#### PAGE EXTRACT

I'm not quite getting from your post how you have VEPro setup.

Do you have VEPro running on the same machine as Logic or just on the PC? Also, what buffers are you running? What is your latency set at in Logic and what are you using as a buffer for your VEPro instances? Also, how many instances of VEPro do you have running?

Seems to me like you maybe could set it up a little better. But, I can't tell from the info.

best,

Jose


----------



## Gerd Kaeding (Mar 2, 2011)

guayalex @ Wed Mar 02 said:


> :? I just build a huge Template (1 PC with 8 GB and a Mac Pro 3 Core early 2008 with 16 GB from which I use about 12 gigs) which took me like 2 month and everything seems fine besides the fact that Logic's CPU hits the limit VERY quickly. It's mostly the 7th core. The VE Pro's are mostly filled with Kontakt Instances. When I switch the Effects inside logic on I can't even play one instrument without overload messages. So I integrated a switch in my Environment which switches all FX off while I'm working and than make an offline bounce. Sad enough. But EVEN with all FX off after a while I get those overload messages at some point of the Arrangement. In this situation (with FX off) when I play an instrument the CPU is doing almost nothing but when I hit play (only play without any instrument playing or recording) The Activity Monitor in OS X already shows 300 % and more CPU Power needed and Logic's CPU is used like 50 % and more (only hitting play!)
> 
> I'm using about 53 Busses in logic. Knowing that all Busses are forced to be processed in 1 core I reduced so many Multi-Out Instances to simple stereo ones in order to just have the minimal routings and at least being able to have the Reverbs inside logic.
> 
> ...




Hi guayalex

No matter how many Cores your Mac has , Logic assigns all tasks from all Busses and all Auxes to_ one_ single Core .

So , as soon as you add a Bus ( containing one or more Effect PlugIns ) and / or an Aux Out for a SoftwareInstrument , Logic routes the tasks that arise from these Busses/Auxes to one single core .

If you have a large number of Busses/Auxes this fact alone actually increases the CPU Load for this one particular core , even when all Effects in these Busses/Auxes are switched off.
So , in your case this is one reason why you get core overloads .


The more Busses/Auxes the more likely are this wicked CPU spikes on one core .

########
#### GIVEN MATERIAL

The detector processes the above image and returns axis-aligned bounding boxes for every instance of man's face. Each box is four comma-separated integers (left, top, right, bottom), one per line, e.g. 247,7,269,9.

########

CHALLENGE 1
Reproduce the forum thread on Logic's CPU load word for word, starting at "So , as soon" and ending at "are switched off.".
CHALLENGE 2
Write the next part of the forum thread about Logic overloading a single CPU core, picking up after its final sentence.

RESULT 1
So , as soon as you add a Bus ( containing one or more Effect PlugIns ) and / or an Aux Out for a SoftwareInstrument , Logic routes the tasks that arise from these Busses/Auxes to one single core .

If you have a large number of Busses/Auxes this fact alone actually increases the CPU Load for this one particular core , even when all Effects in these Busses/Auxes are switched off.

RESULT 2
Best wishes 


Gerd


----------



## JT3_Jon (Mar 2, 2011)

josejherring @ Wed Mar 02 said:


> At anyrate, don't forget guayalex that VEPro is a very capable mixer on it's own. And it uses all cores effetively. All the routing and FX that you are using in Logic can be done if VEPro (unless you are only using Logic plugins). But, you can assign busses and input channels in VEPro, the input channels allow you to use multiple audio outs from one instances of Kontakt. So effectively you can split out every patch from an instances of Kontakt to it's own input channel and the outs from the input channels can be routed to a buss all within VEPro.



Well, not quite. VE pro does not have latency compensation for plugins. I.e. if you try to use parallel compression on drums you will get nasty phasing. 

Seems us VE pro Logic users are stuck between a rock and a hard place. However, I dont think its true that ALL busses are loaded on a single core. Its just all busses from a single instrument (be it a single EXS or a large multi instrument with multiple aux inputs) are loaded on a single core. So you can still use multiple busses, you just need to make sure they are not all coming from a single source (i.e. one VE pro).


----------



## guayalex (Mar 3, 2011)

Thanks for all that support guys!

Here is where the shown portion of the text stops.